**Petunjuk 1**
Bisakah Anda menulis ulang bagian teks tentang pembatalan Perkada mulai dari "Dalam melakukan kajian, bisa" hingga "lainnya yang diperlukan.", dengan mengganti "saran dan masukan" menjadi "pendapat dan rekomendasi"?
**Petunjuk 2**
Bisakah Anda melanjutkan teks tentang pembatalan Perkada dari kalimat terakhirnya?

**Kutipan Pilihan**

++++++++++++++++++++

Secara teknis, kewenangan pembatalan Perkada diatur dalam Peraturan Menteri Dalam Negeri Nomor 80 Tahun 2015 tentang Pembentukan Produk Hukum Daerah. Pasal 128 s.d. 140 Permendagri 120 Tahun 2018 mengatur prosedur pembatalan Peraturan Gubernur oleh Menteri Dalam Negeri sementara prosedur pembatalan Peraturan Bupati/ Walikota diatur dalam Pasal 141 s.d 156.

 

C.           PROSEDUR PEMBATALAN PERATURAN GUBERNUR DAN PERATURAN BUPATI/ WALIKOTA

 

Berdasarkan ketentuan Pasal 128 dan Pasal 141 Peraturan Menteri Dalam Negeri 120 Tahun 2018 tentang Perubahan atas Peraturan Menteri Dalam Negeri Nomor 80 Tahun 2015 tentang Pembentukan Produk Daerah, Gubernur wajib menyampaikan Peraturan Gubernur kepada Menteri melalui Direktur Jenderal Otonomi Daerah paling lama 7 (tujuh) Hari setelah ditetapkan dan Bupati/Walikota wajib menyampaikan Peraturan Bupati/Walikota kepada Gubernur sebagai Wakil Pemerintah Pusat paling lama 7 (tujuh) Hari setelah ditetapkan. Untuk melaksanakan pengkajian atas Peraturan Gubernur dan Peraturan Bupati/Walikota tersebut, Menteri Dalam Negeri membentuk Tim Pengkajian Peraturan Gubernur yang ditetapkan dengan Keputusan Menteri Dalam Negeri dan Gubernur membentuk Tim Pengkajian Peraturan Bupati/Walikota yang ditetapkan dengan Keputusan Gubernur. Keanggotaan tim pengkajian ini terdiri atas komponen lingkup Kementerian Dalam Negeri dan Kementerian terkait sesuai kebutuhan untuk Peraturan Gubernur dan lingkup Perangkat Daerah dan Instansi terkait sesuai dengan kebutuhan untuk Peraturan Bupati/Walikota. Tim pengkajian ini mempunyai tugas melakukan kajian terhadap Peraturan Gubernur atau Peraturan Bupati/Walikota yang hasilnya dituangkan dalam Berita Acara.

Dalam melakukan kajian, bisa jadi ada beberapa hal yang memerlukan pengetahuan teknis sehingga untuk mendukung pelaksanaan pengkajian oleh Tim, dalam prosesnya juga dapat melibatkan ahli/pakar dan/atau instansi terkait sesuai dengan kebutuhan. Ahli/pakar dan/atau instansi terkait tersebut mempunyai tugas:

  1. memberikan saran dan masukan paling lama 15 (lima belas) Hari sejak peraturan gubernur atau peraturan Bupati/ Walikota diterima;
  2. bertanggungjawab bersama tim pengkajian terhadap keberatan yang diajukan oleh Gubernur atau Bupati/ Walikota; dan
  3. tugas lainnya yang diperlukan.

++++++++++++++++++++

**Cuplikan Dataset**
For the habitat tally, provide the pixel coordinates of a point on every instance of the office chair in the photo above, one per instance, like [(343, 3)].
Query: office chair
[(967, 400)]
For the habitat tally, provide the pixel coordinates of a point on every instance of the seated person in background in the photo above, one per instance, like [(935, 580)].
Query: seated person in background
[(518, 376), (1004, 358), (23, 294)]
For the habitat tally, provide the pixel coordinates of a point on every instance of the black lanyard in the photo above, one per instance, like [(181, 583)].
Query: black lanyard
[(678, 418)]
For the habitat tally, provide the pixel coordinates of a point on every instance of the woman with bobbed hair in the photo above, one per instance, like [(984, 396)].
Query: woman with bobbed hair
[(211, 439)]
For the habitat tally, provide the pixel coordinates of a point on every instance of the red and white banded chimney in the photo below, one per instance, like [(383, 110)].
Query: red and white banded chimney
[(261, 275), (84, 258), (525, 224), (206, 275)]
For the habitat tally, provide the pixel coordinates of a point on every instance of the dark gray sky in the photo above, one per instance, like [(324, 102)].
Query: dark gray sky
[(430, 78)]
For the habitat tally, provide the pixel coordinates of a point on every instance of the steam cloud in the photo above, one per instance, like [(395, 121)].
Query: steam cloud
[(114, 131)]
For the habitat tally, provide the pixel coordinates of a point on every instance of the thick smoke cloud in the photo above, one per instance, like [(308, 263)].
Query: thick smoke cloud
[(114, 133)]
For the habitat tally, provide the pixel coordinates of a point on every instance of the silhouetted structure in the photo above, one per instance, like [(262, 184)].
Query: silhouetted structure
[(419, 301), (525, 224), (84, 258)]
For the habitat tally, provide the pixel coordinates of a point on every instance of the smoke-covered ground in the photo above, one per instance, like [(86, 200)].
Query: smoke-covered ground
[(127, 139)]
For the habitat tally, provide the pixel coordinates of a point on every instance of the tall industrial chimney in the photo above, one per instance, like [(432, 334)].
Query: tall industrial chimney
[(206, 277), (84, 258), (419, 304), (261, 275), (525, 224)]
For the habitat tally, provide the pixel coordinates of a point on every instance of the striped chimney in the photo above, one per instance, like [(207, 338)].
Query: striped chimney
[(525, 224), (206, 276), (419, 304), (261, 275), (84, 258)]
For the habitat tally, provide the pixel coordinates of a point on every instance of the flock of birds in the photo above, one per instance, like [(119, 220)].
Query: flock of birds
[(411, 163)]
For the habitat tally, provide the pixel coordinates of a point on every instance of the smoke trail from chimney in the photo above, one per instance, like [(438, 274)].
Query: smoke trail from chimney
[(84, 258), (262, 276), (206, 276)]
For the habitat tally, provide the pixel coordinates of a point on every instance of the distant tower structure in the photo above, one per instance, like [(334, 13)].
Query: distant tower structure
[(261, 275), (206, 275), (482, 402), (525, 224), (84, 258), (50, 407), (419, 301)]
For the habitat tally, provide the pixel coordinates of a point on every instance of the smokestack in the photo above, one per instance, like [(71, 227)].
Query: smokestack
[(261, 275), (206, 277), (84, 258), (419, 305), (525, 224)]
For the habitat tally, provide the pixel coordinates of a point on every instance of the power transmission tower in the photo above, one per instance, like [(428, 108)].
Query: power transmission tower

++++++++++++++++++++

**Jawaban Benar 1**
Dalam melakukan kajian, bisa jadi ada beberapa hal yang memerlukan pengetahuan teknis sehingga untuk mendukung pelaksanaan pengkajian oleh Tim, dalam prosesnya juga dapat melibatkan ahli/pakar dan/atau instansi terkait sesuai dengan kebutuhan. Ahli/pakar dan/atau instansi terkait tersebut mempunyai tugas:

  1. memberikan pendapat dan rekomendasi paling lama 15 (lima belas) Hari sejak peraturan gubernur atau peraturan Bupati/ Walikota diterima;
  2. bertanggungjawab bersama tim pengkajian terhadap keberatan yang diajukan oleh Gubernur atau Bupati/ Walikota; dan
  3. tugas lainnya yang diperlukan.

**Jawaban Benar 2**
Tentunya, Menteri Dalam Negeri dan Gubernur tidak boleh gegabah dalam memutuskan pembatalan Peraturan Gubernur atau Peraturan Bupati/Walikota sehingga keberadaan Ahli/pakar dan/atau instansi terkait tersebut menjadi penting untuk didengarkan pendapat/ sarannya agar Keputusan yang dihasilkan secara formil dan materil memenuhi kaidah-kaidah pelaksanaan kewenangan Menteri Dalam Negeri dan Gubernur sebagai Wakil Pemerintah Pusat. Produk Hukum Daerah sebagai wujud pelaksanaan kewenangan Pemerintah Daerah harus memenuhi asas-asas Pemerintahan yang baik.

Dalam Pasal 132 ayat (1) dan 145 ayat (1) Peraturan Menteri Dalam Negeri 120 Tahun 2018 tentang Perubahan atas Peraturan Menteri Dalam Negeri Nomor 80 Tahun 2015 tentang Pembentukan Produk Daerah disebutkan, Pembatalan Peraturan Gubernur dan Peraturan Bupati/Walikota dilakukan berdasarkan:

  1. usulan dari setiap orang, kelompok orang, pemerintah daerah, badan hukum, dan/atau instansi lainnya; dan/atau
  2. temuan dari tim pembatalan Peraturan Gubernur atau Peraturan Bupati/wali kota.

Usulan pembatalan tersebut, kemudian ditindaklanjuti oleh tim pengkajian dengan melakukan kajian sesuai dengan tolok ukur peraturan perundang- undangan yang lebih tinggi, kepentingan umum dan/atau kesusilaan. Dalam hal hasil kajian sebagaimana dimaksud pada ayat (1) dinyatakan sesuai dengan hasil Fasilitasi atau peraturan perundang-undangan yang lebih tinggi, kepentingan umum dan/atau kesusilaan, diterbitkan surat Direktur Jenderal Otonomi Daerah atas nama Menteri Dalam Negeri atau Sekretaris Gubernur atas nama Gubernur sebagai Wakil Pemerintah Pusat kepada Bupati/Walikota perihal pernyataan sesuai. Namun apabila hasil kajian dinyatakan tidak sesuai dengan hasil Fasilitasi atau peraturan perundang-undangan yang lebih tinggi, kepentingan umum dan/atau kesusilaan, ditetapkan Keptusan Menteri Dalam Negeri tentang Pembatalan Peraturan Gubernur atau Keputusan Gubernur tentang Pembatalan Peraturan Bupati/Walikota.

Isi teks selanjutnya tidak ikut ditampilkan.